BEGIN Document text

Jellies are known more for bobbing around docks or washing up in a blob on beaches than for breakthroughs in medicine.

But in the dark of the open sea, jellyfish become both elegant and alien. The bell-shaped bodies of some species even perform one of the animal kingdom’s showiest tricks — they create light.

That bioluminescence, which appears as a multi-colored pulse, is what attracted the attention of marine biologist Osamu Shimomura, who was awarded a 2008 Nobel Prize in chemistry for research of green fluorescent protein in jellyfish.

Shimomura was first to isolate the protein that causes the jellies to light up in 1962 and the discovery was later adapted to track cancerous cell growth in the body.

That may explain Sasebo’s new obsession with the jellyfish.

Shimomura was raised in Nagasaki Prefecture just to the south of Sasebo [he was temporarily blinded in the atomic bombing] and since his award last year, the city has celebrated the success of a man it considers a native son.

END Document text

In the jellyfish passage, replace "bell-shaped" with "dome-shaped" and write out the stretch from "But in the dark" through "protein in jellyfish." with that change. The entries after this point are not needed.

BEGIN Exercise data

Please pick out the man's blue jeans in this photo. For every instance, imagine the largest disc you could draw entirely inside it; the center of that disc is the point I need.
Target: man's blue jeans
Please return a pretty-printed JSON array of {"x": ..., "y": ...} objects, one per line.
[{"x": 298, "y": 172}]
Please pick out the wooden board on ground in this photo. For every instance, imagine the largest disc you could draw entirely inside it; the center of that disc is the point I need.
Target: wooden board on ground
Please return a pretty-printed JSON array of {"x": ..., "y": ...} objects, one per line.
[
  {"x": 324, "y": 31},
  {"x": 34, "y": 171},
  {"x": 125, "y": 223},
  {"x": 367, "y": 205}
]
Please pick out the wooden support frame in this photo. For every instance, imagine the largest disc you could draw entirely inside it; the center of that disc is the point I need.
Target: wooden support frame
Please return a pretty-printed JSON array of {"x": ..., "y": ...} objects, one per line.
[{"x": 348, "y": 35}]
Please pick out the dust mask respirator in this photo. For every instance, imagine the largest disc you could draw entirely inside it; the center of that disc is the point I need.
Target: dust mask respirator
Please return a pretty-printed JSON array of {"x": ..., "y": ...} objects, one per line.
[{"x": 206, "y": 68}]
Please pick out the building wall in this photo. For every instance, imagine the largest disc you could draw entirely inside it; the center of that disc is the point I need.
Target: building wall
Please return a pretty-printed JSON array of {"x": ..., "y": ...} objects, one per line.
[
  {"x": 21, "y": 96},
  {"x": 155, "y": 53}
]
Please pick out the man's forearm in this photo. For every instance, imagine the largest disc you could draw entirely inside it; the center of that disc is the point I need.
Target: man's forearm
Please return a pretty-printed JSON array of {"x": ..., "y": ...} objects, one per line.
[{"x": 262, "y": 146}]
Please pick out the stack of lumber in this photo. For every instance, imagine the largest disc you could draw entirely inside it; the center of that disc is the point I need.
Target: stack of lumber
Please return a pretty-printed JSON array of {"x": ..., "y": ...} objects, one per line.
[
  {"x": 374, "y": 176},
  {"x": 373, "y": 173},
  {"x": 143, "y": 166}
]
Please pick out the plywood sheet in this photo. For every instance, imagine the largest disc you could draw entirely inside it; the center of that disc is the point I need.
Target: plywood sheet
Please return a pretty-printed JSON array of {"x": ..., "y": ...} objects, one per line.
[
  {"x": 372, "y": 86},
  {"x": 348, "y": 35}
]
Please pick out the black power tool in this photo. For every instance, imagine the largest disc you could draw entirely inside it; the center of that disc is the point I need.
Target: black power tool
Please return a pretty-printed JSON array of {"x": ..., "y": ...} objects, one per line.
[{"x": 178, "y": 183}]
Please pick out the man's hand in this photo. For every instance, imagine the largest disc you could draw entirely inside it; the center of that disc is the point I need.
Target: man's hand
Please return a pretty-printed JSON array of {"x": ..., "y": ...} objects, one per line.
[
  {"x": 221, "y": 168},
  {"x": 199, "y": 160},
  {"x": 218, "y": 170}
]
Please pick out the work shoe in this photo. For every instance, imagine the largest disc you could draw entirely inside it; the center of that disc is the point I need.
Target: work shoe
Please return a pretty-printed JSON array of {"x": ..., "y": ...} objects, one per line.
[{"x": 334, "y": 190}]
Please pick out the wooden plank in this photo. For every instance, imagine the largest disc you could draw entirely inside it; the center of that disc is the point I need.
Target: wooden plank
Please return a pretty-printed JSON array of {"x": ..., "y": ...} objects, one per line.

END Exercise data

### Solved exercise:
But in the dark of the open sea, jellyfish become both elegant and alien. The dome-shaped bodies of some species even perform one of the animal kingdom’s showiest tricks — they create light.

That bioluminescence, which appears as a multi-colored pulse, is what attracted the attention of marine biologist Osamu Shimomura, who was awarded a 2008 Nobel Prize in chemistry for research of green fluorescent protein in jellyfish.